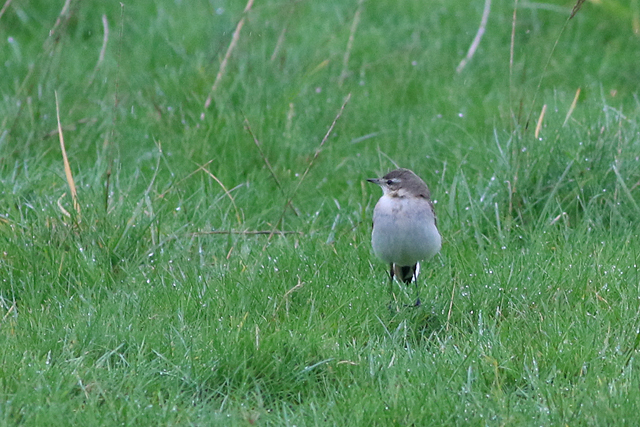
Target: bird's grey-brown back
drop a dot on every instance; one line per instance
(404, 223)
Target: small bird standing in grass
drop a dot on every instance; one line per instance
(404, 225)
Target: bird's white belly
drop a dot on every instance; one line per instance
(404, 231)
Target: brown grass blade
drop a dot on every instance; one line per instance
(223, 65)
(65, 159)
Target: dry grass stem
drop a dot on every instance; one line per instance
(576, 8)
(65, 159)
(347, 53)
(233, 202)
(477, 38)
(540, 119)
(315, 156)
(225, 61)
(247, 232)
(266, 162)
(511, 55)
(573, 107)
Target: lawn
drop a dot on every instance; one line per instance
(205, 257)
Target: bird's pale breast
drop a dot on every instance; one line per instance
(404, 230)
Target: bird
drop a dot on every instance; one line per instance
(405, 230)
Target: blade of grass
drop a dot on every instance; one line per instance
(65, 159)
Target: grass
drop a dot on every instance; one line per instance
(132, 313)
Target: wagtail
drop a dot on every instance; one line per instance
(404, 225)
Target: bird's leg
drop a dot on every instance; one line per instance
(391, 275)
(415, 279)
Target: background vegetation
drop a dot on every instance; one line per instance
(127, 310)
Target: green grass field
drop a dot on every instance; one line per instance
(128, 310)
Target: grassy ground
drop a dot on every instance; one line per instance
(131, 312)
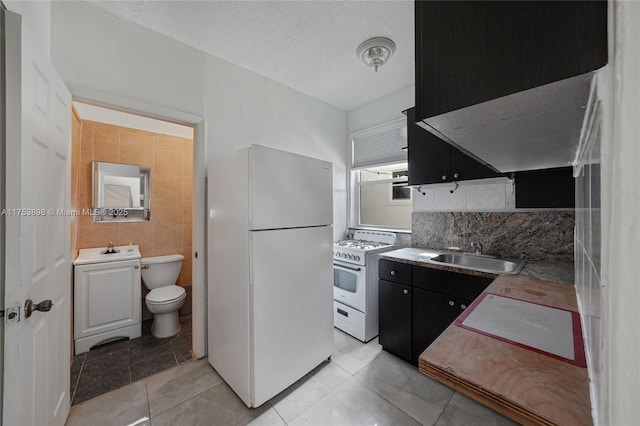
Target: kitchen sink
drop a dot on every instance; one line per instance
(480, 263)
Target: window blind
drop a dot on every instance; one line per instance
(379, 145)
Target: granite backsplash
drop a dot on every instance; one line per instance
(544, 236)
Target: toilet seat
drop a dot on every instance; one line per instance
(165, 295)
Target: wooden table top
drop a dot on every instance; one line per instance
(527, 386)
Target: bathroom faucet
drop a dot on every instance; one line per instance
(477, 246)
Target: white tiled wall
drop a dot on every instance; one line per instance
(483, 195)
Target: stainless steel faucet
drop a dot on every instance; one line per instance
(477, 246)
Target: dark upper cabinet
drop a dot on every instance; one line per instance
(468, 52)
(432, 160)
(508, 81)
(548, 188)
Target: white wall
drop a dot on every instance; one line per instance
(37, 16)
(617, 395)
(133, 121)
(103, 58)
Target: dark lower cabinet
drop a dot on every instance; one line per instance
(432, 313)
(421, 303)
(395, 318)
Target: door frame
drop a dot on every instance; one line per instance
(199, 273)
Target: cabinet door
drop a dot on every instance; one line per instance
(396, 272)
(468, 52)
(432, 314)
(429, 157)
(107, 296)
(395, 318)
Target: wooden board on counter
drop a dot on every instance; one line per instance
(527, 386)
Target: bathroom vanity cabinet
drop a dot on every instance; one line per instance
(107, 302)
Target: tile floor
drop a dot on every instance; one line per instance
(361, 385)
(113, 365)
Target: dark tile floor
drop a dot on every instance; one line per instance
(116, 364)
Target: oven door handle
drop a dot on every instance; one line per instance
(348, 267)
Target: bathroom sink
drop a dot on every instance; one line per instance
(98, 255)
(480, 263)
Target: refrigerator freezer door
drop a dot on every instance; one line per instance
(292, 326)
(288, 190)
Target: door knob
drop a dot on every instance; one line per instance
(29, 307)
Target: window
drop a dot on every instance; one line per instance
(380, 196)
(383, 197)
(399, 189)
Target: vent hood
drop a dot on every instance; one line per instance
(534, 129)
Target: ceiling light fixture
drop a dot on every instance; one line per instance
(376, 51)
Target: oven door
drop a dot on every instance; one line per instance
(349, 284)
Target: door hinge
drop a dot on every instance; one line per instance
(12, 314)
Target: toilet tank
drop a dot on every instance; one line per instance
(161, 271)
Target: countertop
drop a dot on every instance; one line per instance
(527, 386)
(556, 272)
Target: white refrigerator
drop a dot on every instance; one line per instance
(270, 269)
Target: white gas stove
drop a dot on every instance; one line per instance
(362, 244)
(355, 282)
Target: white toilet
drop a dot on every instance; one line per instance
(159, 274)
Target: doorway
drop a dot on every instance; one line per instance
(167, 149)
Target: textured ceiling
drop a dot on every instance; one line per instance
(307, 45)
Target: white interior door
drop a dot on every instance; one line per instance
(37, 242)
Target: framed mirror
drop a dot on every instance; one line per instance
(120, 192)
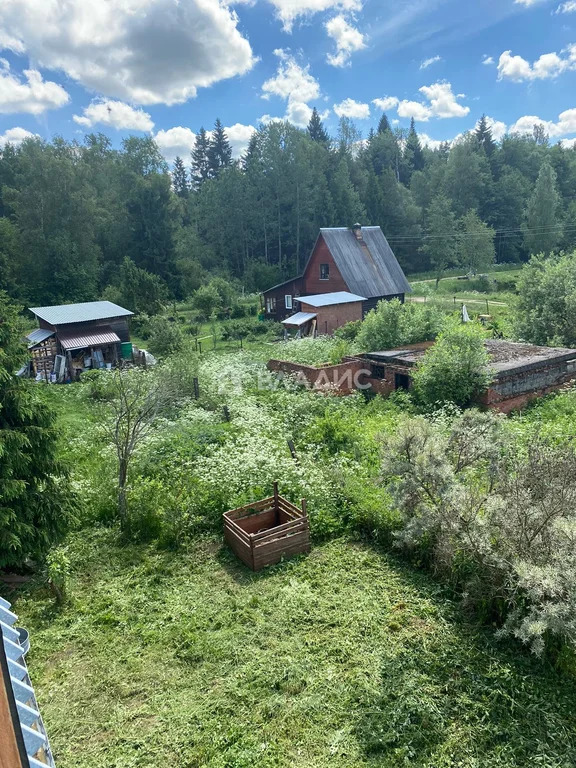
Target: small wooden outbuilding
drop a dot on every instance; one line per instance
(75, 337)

§

| TRY IT |
Retyping is limited to the line with "Target: tile floor" and the lines after it in the material above; give them exactly and leave out the pictures.

| OUTPUT BELOW |
Target: tile floor
drop a dot on every instance; one line per instance
(361, 385)
(113, 365)
Target: dark tile floor
drop a dot on every instance; one line per instance
(116, 364)
Target: oven door handle
drop a dot on every instance; one line per instance
(348, 267)
Target: bathroom sink
drop a dot on every instance; one line per instance
(98, 255)
(480, 263)
Target: refrigerator freezer door
drop a dot on every instance; one line per instance
(292, 326)
(288, 190)
Target: door knob
drop a dot on every instance; one line per instance
(29, 307)
Target: window
drop a dot on every instance; one line per instance
(380, 196)
(383, 197)
(399, 189)
Target: vent hood
drop a dot on every instance; one line per instance
(534, 129)
Target: ceiling light fixture
drop a dot on every instance; one line per instance
(376, 51)
Target: oven door
drop a dot on every instance; one line per instance
(349, 284)
Target: door hinge
drop a dot on every instance; one line per instance
(12, 314)
Target: toilet tank
drop a dot on every instance; one line per instance
(161, 271)
Target: countertop
drop a dot on every instance; one line per instance
(527, 386)
(556, 272)
Target: white refrigerator
drop a dot on every instance; one line per instance
(270, 269)
Target: white gas stove
drop a dot on every instance; one line per instance
(362, 244)
(355, 282)
Target: white toilet
drop a dot on every instance; one line per instance
(159, 274)
Target: doorway
drop a dot on every instance; one line per instance
(167, 149)
Target: textured ceiling
drop a dot on every instance; one line per instance
(307, 45)
Target: white interior door
drop a dot on every instance; one line per instance
(37, 242)
Target: framed mirror
drop a dot on every instance; one line per instance
(120, 192)
Target: small wooden outbuilding
drop a dot on every instance; one line per instance
(75, 337)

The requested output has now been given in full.